#### PAGE TEXT
I recently had the opportunity to attend a General Assembly Seattle presentation on growth hacking tech startups by growth hacking pioneer Nik Badminton. Nik is a self-described “recovering management consultant, ad man” author, futurist and the current Regional Director at Freelancer, the world’s largest freelancing, outsourcing and crowdsourcing marketplace. Freelancer was founded in 2004 and is now worth over 1.8 billion dollars and has over 13.6 million users, attributing most of their success to growth hack marketing.

So what is growth hacking?

Growth hacking is a marketing technique predominantly used by technology startups, which uses creativity and social metrics to sell products and gain exposure quickly. It focuses on low-cost and innovative alternatives to traditional marketing. Examples of growth hacking are viral marketing campaigns, social-driven campaigns and using innovative tools in interesting ways to get results quickly and for little or no money. Think Twitter, Facebook and Airbnb. These companies all used inexpensive, creative ways to gain traction and growth for their startups.

Growth hacking isn’t just marketing; it affects multiple parts of companies, often driving new product lines, or sometimes removing them. It puts marketing and production in one room, working together to create growth.

Growth hacking isn’t just marketing; it puts marketing and production in one room, working together to create growth.  ← Tweet this Twitter_logo_blue

 

Let’s talk about some growth hacking success stories.

#### WHAT YOU WILL DO
Could you carry on the growth hacking article from its last sentence?

#### DATA LISTING
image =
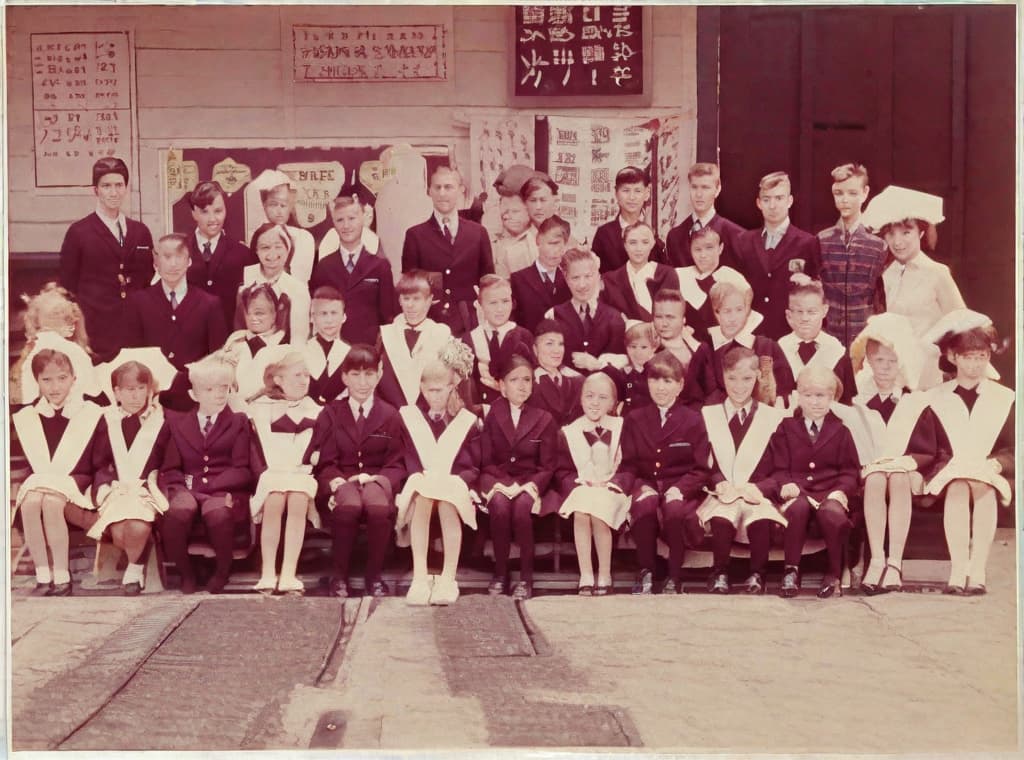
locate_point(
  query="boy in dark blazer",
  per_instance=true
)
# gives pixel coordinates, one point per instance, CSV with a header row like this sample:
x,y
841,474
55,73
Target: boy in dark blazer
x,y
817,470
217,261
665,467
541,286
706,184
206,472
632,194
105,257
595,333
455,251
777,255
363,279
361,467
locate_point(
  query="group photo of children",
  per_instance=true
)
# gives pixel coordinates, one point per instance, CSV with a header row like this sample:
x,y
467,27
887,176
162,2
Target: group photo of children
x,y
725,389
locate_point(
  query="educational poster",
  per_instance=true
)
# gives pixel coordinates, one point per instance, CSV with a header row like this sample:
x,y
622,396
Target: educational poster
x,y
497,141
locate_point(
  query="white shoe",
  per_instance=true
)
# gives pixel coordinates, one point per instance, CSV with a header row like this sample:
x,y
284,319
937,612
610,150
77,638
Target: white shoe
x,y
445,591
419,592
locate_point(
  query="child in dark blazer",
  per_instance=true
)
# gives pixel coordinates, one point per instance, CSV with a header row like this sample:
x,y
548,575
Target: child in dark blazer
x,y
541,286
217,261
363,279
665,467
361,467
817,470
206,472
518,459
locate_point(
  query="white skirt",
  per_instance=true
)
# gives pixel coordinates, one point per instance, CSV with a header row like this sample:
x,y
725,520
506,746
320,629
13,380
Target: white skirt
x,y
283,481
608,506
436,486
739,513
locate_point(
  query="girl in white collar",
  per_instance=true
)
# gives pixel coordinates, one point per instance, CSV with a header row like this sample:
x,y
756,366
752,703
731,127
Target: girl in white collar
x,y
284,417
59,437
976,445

==

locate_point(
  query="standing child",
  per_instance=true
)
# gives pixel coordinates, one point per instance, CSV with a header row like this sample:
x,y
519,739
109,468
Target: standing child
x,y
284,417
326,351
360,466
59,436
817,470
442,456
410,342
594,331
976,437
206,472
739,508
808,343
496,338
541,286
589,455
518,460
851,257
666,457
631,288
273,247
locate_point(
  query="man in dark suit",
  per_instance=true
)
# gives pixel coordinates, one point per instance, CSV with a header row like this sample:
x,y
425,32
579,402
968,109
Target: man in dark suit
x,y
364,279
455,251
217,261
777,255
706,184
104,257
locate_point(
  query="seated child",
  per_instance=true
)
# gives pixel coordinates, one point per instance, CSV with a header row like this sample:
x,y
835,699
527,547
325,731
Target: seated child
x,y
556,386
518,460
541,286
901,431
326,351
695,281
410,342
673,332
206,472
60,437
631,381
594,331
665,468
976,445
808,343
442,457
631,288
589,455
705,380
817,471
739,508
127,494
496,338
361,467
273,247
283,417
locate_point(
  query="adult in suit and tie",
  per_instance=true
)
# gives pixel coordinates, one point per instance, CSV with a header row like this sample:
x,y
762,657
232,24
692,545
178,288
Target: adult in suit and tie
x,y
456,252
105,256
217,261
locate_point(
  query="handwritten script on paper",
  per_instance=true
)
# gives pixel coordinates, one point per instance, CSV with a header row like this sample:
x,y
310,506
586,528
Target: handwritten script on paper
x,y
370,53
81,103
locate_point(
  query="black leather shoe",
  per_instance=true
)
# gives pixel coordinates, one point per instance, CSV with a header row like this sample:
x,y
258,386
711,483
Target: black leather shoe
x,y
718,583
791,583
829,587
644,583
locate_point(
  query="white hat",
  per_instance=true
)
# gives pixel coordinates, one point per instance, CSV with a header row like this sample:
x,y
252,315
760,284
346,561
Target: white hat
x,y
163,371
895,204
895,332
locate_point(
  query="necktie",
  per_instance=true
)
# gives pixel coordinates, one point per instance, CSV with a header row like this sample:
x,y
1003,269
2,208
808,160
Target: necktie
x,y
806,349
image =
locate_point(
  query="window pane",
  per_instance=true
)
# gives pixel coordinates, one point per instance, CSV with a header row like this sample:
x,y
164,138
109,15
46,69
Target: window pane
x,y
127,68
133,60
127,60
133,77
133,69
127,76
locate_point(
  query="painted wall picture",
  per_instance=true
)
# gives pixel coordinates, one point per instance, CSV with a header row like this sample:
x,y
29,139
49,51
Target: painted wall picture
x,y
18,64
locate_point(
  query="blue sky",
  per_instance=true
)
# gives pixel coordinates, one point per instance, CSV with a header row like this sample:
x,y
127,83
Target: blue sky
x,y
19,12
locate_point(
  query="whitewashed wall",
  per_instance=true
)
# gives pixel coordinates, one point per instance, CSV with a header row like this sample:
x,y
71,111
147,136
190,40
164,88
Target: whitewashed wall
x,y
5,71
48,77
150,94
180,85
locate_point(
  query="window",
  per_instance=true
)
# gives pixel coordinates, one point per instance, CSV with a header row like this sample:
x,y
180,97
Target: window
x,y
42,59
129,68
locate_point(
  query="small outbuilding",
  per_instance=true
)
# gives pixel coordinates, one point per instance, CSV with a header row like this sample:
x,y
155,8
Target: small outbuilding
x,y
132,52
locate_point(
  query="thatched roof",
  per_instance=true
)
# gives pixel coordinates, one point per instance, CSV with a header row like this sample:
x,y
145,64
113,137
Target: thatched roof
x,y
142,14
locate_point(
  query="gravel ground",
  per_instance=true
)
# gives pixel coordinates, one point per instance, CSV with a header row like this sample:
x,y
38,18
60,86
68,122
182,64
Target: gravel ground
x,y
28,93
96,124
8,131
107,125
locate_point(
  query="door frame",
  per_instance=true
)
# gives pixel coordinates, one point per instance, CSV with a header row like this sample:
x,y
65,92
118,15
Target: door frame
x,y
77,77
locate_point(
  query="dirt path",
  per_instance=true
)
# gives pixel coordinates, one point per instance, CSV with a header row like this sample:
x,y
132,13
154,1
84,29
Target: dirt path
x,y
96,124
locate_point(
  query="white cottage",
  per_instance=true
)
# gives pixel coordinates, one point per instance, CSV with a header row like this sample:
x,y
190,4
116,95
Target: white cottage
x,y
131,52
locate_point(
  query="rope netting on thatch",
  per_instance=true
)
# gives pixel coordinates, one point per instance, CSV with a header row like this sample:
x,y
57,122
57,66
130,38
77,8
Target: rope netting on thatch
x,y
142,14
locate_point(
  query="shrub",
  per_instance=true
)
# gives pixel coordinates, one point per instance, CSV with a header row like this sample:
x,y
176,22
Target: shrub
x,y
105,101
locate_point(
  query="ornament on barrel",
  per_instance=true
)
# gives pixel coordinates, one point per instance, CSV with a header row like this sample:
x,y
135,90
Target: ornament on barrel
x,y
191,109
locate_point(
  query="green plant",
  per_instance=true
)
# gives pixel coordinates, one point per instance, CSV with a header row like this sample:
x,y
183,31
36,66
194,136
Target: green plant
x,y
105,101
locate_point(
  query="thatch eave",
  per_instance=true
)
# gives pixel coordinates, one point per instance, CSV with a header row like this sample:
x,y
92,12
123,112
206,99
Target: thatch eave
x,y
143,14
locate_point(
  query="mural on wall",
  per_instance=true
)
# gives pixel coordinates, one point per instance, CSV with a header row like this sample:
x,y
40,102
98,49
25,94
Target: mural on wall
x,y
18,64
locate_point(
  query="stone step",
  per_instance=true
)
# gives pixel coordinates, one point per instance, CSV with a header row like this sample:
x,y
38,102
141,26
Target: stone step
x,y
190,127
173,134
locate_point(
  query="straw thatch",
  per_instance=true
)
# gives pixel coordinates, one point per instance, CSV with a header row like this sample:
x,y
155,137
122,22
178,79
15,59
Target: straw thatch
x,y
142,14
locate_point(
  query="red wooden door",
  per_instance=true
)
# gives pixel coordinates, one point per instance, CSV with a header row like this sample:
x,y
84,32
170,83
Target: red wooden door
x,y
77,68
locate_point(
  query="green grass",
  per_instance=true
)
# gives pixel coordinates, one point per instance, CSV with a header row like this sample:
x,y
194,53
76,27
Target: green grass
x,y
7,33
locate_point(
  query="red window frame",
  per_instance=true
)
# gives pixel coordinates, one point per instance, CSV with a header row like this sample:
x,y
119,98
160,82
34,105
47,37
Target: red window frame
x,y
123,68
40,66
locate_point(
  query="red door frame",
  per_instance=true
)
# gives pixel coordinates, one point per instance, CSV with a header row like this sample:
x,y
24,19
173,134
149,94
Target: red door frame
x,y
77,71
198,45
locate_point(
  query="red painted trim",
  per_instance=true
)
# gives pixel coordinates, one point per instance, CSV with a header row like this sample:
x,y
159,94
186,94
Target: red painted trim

...

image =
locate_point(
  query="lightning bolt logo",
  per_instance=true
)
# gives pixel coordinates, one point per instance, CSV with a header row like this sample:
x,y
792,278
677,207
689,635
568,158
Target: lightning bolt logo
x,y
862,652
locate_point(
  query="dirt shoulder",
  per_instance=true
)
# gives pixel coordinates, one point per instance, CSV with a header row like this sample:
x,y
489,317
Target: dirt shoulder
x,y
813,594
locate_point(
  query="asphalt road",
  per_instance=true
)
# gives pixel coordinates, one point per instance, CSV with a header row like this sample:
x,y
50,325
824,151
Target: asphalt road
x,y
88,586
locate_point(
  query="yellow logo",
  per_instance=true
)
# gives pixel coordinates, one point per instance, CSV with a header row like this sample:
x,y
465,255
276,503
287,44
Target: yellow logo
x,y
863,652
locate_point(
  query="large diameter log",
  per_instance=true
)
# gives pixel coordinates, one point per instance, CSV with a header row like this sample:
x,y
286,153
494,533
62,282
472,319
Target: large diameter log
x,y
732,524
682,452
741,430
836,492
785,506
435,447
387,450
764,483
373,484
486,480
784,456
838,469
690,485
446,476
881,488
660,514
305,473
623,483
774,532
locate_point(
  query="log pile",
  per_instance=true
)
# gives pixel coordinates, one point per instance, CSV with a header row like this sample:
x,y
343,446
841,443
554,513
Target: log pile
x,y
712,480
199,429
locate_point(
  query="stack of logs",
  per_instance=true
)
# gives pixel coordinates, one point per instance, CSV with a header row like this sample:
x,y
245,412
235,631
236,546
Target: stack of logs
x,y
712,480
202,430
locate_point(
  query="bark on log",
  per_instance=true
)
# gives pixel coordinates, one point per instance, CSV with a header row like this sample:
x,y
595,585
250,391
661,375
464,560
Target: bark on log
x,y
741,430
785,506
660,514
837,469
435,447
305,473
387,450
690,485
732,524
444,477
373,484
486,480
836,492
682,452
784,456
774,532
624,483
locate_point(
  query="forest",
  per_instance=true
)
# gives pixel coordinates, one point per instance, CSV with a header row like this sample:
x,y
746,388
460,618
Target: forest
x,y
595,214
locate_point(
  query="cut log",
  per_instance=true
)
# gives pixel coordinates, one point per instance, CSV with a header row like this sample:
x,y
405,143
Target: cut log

#### WRITTEN REPLY
hotmail-logoIn 1996, Hotmail launched the first free email program on the Internet. When growth was slow, Hotmail invested in all traditional marketing avenues and saw very little growth. They found that most new sign-ups on the site actually came from user referrals. Hotmail hacked their growth by adding a simple line at the end of every email sent:

 P.S. I love you. Get your free email at Hotmail.

One year later, Hotmail was acquired by Microsoft and had 12 million users (17% of internet users at that time).

airbnb-logo

Airbnb is the perfect example of what is called a software growth hack. They actually reverse-engineered their site to automatically send all Airbnb listings to craigslist without actually hacking into craigslist’s API. Craiglist intentionally does not have a public API. The users Airbnb wanted were already online, they just had to get their attention. They were able to grow their rooms and renters by tapping into the user base of craigslist by creating specialty software within Airbnb’s platform. Previously to this, Airbnb had experienced limited growth. This is an example of how a growth hack actually affected the product Airbnb was offering to its users. Eventually, craigslist was able to remove this service from Airbnb, but it had already done its job by bringing millions of new users to the platform.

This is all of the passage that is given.